Return the line containing "sticker in this photo as integer pixel values." and all lines after it exactly; stop at the end of the material.
━━━ GIVEN RECORDS ━━━
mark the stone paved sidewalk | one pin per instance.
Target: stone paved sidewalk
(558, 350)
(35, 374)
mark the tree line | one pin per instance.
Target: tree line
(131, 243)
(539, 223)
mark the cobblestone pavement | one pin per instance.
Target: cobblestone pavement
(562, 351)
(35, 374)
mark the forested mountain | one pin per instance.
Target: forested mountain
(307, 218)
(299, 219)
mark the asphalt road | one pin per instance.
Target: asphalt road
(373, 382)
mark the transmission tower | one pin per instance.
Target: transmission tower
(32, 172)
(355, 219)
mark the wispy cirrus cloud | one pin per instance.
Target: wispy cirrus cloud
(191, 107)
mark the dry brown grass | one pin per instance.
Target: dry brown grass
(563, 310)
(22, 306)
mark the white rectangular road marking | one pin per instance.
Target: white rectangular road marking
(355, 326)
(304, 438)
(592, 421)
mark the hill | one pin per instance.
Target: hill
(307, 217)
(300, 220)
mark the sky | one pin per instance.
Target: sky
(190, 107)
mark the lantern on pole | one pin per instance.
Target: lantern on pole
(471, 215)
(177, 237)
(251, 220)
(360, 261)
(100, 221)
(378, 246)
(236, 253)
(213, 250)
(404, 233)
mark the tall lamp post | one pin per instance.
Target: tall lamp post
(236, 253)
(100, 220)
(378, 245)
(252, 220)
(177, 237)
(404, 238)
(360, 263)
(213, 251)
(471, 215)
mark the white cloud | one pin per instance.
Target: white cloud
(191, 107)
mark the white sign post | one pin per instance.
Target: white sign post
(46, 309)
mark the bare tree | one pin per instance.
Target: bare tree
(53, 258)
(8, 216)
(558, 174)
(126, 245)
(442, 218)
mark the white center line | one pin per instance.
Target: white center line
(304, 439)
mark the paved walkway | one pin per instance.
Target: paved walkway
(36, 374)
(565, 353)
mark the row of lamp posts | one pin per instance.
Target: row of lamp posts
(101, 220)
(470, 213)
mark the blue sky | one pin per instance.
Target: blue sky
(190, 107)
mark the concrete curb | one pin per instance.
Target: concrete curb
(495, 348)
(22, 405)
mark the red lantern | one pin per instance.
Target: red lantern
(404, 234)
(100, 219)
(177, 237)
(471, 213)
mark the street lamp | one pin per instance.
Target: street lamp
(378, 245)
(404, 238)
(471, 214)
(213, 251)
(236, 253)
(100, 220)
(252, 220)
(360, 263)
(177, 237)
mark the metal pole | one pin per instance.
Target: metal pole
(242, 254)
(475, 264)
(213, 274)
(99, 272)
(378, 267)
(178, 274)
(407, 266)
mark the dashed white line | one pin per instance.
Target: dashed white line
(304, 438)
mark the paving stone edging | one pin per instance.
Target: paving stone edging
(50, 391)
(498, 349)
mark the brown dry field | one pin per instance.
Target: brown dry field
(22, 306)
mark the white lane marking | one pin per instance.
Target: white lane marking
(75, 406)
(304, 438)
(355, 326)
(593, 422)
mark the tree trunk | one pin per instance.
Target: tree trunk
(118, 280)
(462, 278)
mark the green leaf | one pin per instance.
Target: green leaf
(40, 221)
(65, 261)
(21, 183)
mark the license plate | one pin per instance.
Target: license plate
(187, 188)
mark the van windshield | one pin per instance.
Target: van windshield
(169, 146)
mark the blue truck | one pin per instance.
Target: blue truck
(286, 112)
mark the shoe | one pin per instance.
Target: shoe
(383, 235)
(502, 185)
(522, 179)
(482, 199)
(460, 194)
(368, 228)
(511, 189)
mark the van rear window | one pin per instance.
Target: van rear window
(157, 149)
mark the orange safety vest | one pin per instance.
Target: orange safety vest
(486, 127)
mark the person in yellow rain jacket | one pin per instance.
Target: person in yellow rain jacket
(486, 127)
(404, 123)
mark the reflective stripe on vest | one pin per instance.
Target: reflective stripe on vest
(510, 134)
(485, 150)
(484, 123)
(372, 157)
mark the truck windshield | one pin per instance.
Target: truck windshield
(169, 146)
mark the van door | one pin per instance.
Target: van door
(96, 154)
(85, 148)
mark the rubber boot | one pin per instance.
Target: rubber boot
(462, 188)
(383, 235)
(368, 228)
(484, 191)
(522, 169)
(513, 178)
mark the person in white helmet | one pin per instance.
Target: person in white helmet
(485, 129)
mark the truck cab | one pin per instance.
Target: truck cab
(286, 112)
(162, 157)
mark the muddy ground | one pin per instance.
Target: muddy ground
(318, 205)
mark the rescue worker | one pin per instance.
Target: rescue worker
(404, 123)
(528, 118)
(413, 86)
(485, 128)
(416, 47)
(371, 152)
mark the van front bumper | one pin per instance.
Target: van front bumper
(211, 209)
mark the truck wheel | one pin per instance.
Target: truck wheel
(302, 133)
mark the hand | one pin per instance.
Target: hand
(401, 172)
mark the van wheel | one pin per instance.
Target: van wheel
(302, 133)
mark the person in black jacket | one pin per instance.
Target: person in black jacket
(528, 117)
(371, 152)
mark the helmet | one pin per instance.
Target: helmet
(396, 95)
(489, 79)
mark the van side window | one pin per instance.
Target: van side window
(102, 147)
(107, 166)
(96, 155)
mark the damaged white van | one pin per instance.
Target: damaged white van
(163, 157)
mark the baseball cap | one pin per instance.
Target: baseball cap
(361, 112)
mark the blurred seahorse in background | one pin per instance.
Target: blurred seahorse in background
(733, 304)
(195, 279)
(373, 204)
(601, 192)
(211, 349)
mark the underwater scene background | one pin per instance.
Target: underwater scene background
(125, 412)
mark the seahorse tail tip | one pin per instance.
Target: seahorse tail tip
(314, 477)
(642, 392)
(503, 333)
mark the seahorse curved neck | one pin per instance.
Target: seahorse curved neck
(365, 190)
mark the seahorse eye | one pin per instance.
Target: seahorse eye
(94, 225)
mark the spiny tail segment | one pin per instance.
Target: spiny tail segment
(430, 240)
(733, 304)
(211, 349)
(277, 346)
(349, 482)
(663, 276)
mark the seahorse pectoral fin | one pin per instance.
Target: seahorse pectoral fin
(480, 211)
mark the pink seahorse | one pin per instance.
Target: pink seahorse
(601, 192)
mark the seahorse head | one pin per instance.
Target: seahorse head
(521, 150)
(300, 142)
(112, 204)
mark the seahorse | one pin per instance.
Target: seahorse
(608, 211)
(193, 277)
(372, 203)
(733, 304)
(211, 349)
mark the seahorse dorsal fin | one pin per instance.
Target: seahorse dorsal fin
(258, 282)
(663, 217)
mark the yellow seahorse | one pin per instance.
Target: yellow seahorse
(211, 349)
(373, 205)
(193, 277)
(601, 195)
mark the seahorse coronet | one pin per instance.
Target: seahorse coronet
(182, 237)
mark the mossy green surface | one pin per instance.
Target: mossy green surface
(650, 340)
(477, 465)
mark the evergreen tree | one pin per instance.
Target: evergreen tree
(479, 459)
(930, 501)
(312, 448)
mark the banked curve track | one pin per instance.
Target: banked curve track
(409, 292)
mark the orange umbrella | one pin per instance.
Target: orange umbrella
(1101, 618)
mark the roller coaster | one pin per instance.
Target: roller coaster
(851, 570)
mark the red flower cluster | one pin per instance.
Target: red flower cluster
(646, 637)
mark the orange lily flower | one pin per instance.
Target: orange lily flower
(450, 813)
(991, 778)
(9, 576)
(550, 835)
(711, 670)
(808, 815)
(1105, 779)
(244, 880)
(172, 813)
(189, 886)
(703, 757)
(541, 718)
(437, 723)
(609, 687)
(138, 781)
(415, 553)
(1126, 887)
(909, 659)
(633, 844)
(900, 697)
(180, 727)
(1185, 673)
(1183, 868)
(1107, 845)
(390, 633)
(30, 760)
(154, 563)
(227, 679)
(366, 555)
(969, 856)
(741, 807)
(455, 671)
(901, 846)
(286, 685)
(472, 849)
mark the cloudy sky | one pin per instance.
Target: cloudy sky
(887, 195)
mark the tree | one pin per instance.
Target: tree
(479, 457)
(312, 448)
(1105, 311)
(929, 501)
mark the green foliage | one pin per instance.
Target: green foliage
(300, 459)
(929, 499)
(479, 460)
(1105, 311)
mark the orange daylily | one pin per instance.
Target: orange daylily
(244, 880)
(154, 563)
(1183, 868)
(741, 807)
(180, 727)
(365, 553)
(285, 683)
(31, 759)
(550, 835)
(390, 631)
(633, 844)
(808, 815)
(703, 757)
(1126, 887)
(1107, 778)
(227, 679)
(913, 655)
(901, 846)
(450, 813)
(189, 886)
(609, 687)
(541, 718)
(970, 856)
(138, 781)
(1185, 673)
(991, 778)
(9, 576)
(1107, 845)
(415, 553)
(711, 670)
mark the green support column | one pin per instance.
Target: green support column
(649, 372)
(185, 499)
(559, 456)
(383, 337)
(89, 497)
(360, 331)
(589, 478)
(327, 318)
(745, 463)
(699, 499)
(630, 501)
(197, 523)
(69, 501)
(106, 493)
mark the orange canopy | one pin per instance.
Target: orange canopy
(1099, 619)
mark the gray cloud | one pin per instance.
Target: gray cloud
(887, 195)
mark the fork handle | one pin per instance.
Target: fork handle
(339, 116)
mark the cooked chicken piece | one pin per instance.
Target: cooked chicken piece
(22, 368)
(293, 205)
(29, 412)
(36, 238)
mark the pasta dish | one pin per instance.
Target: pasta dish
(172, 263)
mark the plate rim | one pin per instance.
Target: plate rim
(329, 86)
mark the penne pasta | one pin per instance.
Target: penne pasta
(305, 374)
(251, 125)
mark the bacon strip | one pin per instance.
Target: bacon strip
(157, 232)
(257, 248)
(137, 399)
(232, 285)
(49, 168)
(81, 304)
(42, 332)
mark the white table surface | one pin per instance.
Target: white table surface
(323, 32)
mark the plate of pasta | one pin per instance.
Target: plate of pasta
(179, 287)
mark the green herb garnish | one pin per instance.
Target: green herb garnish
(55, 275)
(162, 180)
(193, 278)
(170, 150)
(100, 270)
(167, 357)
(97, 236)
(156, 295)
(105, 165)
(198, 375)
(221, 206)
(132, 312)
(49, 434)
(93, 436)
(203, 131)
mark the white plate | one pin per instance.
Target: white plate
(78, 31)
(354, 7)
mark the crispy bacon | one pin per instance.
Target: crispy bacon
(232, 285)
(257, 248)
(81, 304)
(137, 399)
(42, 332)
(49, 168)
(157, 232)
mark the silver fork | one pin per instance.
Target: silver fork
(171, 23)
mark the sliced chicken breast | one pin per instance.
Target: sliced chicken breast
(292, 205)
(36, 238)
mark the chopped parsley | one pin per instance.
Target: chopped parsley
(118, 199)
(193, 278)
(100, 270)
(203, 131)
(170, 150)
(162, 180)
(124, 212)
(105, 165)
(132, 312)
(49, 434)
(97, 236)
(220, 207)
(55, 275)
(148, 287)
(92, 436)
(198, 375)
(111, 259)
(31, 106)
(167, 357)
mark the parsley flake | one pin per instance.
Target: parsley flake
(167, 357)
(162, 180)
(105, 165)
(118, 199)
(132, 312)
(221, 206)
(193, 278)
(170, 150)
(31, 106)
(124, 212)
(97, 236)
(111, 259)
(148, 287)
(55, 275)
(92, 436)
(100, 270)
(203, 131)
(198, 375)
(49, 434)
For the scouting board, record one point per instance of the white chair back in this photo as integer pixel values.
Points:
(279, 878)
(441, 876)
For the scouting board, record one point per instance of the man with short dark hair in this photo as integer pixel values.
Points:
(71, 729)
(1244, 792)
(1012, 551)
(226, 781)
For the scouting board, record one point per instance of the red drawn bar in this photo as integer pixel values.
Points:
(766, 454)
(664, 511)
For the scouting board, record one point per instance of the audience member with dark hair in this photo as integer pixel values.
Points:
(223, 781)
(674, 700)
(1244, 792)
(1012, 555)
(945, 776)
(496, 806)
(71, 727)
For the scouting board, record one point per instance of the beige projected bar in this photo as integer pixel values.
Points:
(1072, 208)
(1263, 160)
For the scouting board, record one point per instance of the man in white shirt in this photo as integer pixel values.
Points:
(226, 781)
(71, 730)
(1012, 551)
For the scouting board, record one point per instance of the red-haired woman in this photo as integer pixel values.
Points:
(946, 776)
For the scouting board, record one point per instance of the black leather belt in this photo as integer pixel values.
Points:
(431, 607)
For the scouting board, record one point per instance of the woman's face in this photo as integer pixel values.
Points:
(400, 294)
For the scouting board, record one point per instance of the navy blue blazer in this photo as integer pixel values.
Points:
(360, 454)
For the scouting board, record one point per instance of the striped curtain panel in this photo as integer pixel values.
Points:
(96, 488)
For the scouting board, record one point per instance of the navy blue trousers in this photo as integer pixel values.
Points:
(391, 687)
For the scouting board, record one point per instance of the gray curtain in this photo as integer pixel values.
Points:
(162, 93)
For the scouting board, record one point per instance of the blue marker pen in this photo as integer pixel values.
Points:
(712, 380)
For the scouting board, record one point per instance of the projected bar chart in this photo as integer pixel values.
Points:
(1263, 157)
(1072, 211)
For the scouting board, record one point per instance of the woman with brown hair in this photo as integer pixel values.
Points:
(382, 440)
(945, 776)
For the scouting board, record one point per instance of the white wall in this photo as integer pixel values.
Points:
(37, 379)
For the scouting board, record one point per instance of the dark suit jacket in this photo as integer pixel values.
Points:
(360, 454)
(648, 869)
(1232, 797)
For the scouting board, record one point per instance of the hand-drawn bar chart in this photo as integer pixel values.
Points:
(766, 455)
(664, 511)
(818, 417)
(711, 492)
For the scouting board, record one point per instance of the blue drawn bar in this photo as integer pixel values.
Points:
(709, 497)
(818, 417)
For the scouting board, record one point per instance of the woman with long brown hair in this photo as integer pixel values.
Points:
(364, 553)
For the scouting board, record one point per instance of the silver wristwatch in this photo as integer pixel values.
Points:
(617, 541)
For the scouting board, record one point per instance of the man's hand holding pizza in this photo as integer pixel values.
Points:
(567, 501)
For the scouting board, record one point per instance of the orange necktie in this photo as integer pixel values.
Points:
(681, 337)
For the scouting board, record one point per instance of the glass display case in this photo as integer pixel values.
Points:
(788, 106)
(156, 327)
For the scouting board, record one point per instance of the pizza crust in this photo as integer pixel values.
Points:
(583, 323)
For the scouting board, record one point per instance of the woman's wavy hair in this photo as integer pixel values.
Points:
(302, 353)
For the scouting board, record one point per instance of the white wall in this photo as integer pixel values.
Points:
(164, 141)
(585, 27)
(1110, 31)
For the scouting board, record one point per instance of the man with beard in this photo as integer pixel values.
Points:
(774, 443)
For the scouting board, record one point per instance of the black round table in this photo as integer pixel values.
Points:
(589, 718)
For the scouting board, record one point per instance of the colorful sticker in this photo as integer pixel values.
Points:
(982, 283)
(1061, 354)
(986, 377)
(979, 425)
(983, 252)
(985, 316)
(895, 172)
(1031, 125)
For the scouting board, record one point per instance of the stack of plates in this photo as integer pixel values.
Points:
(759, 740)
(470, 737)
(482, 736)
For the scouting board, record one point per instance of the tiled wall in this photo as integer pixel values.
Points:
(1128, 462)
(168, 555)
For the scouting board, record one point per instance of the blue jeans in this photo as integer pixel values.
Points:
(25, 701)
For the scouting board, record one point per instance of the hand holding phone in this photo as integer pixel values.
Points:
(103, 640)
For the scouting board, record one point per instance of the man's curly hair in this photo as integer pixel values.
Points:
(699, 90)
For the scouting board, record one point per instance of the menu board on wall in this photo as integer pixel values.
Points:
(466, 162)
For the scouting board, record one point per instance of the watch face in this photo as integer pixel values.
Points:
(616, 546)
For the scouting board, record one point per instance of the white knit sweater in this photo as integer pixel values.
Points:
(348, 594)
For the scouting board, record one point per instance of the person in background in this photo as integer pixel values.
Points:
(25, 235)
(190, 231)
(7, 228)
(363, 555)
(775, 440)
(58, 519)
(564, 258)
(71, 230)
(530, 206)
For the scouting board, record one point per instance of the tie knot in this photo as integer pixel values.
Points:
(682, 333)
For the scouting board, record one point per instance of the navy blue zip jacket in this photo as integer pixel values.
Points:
━━━
* FULL ANSWER *
For the scouting board, record one point per instance of the colorful sticker in this photo as integer pixel values.
Points:
(982, 283)
(1061, 354)
(986, 377)
(979, 425)
(983, 252)
(985, 316)
(895, 172)
(1031, 125)
For the scouting board, record one point per instance of the stack of plates in this photo as integer pixel values.
Points:
(759, 740)
(470, 737)
(482, 736)
For the scouting board, record one point per instance of the tiled wall in this photo as integer pixel values.
Points:
(1128, 462)
(168, 555)
For the scouting board, record one point per instance of the blue jeans in this photo as integer pixel values.
Points:
(25, 701)
For the scouting board, record one point per instance of the hand holding phone in this photo as integer pixel values.
Points:
(103, 640)
For the scouting board, record one point per instance of the man's curly hair in this photo as integer pixel values.
Points:
(699, 90)
For the scouting board, record one point per instance of the menu board on wall in this photo as integer pixel values.
Points:
(466, 162)
For the scouting board, record one point per instance of the watch face in this photo as integer pixel values.
Points:
(616, 546)
For the scouting board, record one point per instance of the white knit sweater in this photo as integer pixel values.
Points:
(348, 594)
For the scouting board, record one point per instance of the person in background in this photo as integer pixel values.
Points:
(25, 235)
(190, 231)
(7, 228)
(363, 555)
(775, 440)
(58, 519)
(564, 258)
(71, 230)
(530, 206)
For the scouting board, record one point per instance of the tie knot in this photo as integer pixel values.
Points:
(682, 333)
For the scouting board, record one point per instance of the navy blue zip jacket in this photo as integer pixel values.
Points:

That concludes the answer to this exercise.